───── Reading text

# Milly loves to lay on my chest.. why?



## TayBartlett

Hi Everyone,

i have tried doing some research on why my little one likes laying on my chest but cant seem to get an answer. can anyone help me?

Milly is 5 months in 3 days and she has her own little bed she sleeps in but every morning around 5 she wants to get in my bed. once i pick her up she wants to lay on my chest or neck or head without fail. i also give her little chewing bones that she loves but if i am sitting with her while she is eating them or laying in bed she will only eat them when she is laying ontop of me, i constantly take her off me and place her next to me but she climbs straight back on.. can anyone help me figure out why she loves doing this?

thank you


----------



## hoaloha

Hi Tayla and Millie! I think Millie has found a comfortable and comforting place by sitting near (or on) you . My dog does the same- he loves to curl up next to us and even sleep on us too. I have to admit I like the warmth now that it's getting cOlder here . Dogs are social creatures and Maltese generally are affectionate and love to be near their owners. Of course, each dog has his or her own personality, but Maltese are a very loving breed.


----------



## Snowbody

She does it because it's you ...her favorite person in the whole world...you're soft and warm and loving. Period.


----------



## mysugarbears

She does it because she loves you, 4 of my 5 love to lay on my chest and then there's Kelly who thinks she's parrot (maybe she was a parrot in another life) and loves to sit on top of my shoulder. :wub: :blink:


----------



## Grace'sMom

:HistericalSmiley:

I posted almost the exact same post when Grace was around that age! She literally used to climb me trying to sit on my shoulders or head or draped on my neck.

She still does it sometimes, but as she has gotten older she has found a comfy spot next to me... where she lays against my hip if I'm sitting. If I'm laying down all is fair game LOL


----------



## TayBartlett

thank you everyone,  i guessed that was the case just was interested it knowing. i think its adorable when she does it even more because she doesnt do it to my boyfrined and he gets a tad jealous haha


----------



## Grace'sMom

Give her time!... Grace became very "man focused" around 8 months LOL


----------



## WeeGrace

Daisy does this from time to time. She is strange and loves her own space but doesn't like me siting on another sofa I've to be on the one she is on!! She will take up all the room on one side and I've a tincy bit on the other side!!! She will lie with her back to my leg. She loves for me to stand and hold her while she rests her head on my shoulder. If I'm lying down she will lie across my chest and snuggle her nose under my arm. She would also rest her head right next to mine and snuggle her nose in my hair. Or sleep up over my head like a halo. They just love to be near you weather ya beside you or on you they don't like to be left out. Just think of it as your own little hotwater bottle!! I love getting my snuggles off daisy now.

──────────

**What you need to do:**
Write out, word for word, the part of the forum thread starting at "Daisy does this" and ending at "off daisy now.".

───── Extracted material

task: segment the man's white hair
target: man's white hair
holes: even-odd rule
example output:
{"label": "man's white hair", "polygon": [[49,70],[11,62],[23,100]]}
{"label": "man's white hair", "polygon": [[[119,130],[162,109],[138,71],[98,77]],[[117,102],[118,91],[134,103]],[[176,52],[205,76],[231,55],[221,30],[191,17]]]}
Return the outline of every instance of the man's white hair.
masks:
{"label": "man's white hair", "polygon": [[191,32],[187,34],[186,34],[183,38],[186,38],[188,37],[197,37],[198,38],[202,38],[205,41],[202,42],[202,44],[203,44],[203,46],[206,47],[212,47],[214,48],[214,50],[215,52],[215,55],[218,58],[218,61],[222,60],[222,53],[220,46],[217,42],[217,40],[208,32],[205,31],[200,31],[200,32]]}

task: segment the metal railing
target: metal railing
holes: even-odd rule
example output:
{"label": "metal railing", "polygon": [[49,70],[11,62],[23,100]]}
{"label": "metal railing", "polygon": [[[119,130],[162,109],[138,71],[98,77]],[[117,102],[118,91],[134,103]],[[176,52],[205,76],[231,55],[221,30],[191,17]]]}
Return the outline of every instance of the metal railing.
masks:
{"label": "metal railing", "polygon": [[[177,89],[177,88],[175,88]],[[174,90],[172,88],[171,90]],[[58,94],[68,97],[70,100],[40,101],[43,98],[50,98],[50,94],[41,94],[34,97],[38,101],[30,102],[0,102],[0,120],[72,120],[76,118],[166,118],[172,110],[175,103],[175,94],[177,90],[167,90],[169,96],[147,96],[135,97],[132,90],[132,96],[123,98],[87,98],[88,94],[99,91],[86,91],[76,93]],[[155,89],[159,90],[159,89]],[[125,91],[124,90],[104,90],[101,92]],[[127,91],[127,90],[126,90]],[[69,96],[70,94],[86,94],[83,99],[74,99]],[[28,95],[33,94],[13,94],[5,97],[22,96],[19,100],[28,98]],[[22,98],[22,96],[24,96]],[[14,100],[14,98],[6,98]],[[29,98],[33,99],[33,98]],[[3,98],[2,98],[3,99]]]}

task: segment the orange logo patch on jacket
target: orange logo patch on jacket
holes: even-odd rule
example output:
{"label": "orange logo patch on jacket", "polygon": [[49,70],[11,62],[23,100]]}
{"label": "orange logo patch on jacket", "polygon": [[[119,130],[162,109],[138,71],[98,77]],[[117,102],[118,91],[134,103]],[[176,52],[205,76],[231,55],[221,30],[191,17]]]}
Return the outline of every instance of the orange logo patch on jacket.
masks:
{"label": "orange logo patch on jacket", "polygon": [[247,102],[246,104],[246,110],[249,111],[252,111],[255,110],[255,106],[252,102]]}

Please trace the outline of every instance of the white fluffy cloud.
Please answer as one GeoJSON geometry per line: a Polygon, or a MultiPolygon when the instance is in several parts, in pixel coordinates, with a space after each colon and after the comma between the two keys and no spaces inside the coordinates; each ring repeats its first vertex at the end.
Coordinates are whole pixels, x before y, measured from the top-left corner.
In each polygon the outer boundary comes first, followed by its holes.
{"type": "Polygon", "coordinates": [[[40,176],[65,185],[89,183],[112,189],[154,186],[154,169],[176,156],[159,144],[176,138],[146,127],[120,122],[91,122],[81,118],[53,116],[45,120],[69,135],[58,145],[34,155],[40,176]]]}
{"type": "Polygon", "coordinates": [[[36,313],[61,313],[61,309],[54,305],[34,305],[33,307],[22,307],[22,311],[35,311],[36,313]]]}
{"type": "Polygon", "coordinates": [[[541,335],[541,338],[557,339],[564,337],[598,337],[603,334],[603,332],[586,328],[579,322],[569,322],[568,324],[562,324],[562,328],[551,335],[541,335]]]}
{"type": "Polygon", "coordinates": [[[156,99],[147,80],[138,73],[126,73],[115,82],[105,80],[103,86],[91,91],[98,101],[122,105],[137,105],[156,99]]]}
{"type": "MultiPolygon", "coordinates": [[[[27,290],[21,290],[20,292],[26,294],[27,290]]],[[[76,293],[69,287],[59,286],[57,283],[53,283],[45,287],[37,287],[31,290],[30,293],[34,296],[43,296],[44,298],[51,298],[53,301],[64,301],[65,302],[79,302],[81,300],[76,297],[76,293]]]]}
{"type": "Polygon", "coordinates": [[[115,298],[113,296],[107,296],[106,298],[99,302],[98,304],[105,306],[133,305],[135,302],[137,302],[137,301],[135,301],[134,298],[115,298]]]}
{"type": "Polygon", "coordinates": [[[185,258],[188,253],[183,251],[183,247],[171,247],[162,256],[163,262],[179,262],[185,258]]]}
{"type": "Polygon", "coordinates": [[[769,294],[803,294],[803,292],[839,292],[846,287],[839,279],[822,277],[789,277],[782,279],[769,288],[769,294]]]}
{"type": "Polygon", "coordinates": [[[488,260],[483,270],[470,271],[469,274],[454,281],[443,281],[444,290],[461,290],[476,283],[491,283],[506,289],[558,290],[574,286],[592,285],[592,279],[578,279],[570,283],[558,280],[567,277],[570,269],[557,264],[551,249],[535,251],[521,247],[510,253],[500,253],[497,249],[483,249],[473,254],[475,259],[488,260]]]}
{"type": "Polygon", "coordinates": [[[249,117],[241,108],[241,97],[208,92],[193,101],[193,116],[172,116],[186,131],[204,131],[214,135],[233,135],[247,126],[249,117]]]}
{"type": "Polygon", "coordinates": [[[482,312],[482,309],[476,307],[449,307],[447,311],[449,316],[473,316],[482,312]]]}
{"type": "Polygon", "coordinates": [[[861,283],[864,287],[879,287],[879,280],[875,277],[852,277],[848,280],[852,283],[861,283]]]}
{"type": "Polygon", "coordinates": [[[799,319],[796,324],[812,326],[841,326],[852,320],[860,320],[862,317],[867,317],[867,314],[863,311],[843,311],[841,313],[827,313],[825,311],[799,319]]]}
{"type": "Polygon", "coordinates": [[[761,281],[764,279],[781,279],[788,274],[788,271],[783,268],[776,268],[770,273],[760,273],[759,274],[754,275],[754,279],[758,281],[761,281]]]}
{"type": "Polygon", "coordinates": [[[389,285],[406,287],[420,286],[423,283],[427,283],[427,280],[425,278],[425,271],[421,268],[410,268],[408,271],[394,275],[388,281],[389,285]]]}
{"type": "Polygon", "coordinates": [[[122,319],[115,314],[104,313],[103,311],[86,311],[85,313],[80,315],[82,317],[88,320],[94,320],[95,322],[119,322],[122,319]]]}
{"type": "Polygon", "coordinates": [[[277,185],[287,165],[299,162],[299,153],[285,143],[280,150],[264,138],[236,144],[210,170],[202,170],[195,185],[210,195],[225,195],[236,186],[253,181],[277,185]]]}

──────────

**Expected output:**
Daisy does this from time to time. She is strange and loves her own space but doesn't like me siting on another sofa I've to be on the one she is on!! She will take up all the room on one side and I've a tincy bit on the other side!!! She will lie with her back to my leg. She loves for me to stand and hold her while she rests her head on my shoulder. If I'm lying down she will lie across my chest and snuggle her nose under my arm. She would also rest her head right next to mine and snuggle her nose in my hair. Or sleep up over my head like a halo. They just love to be near you weather ya beside you or on you they don't like to be left out. Just think of it as your own little hotwater bottle!! I love getting my snuggles off daisy now.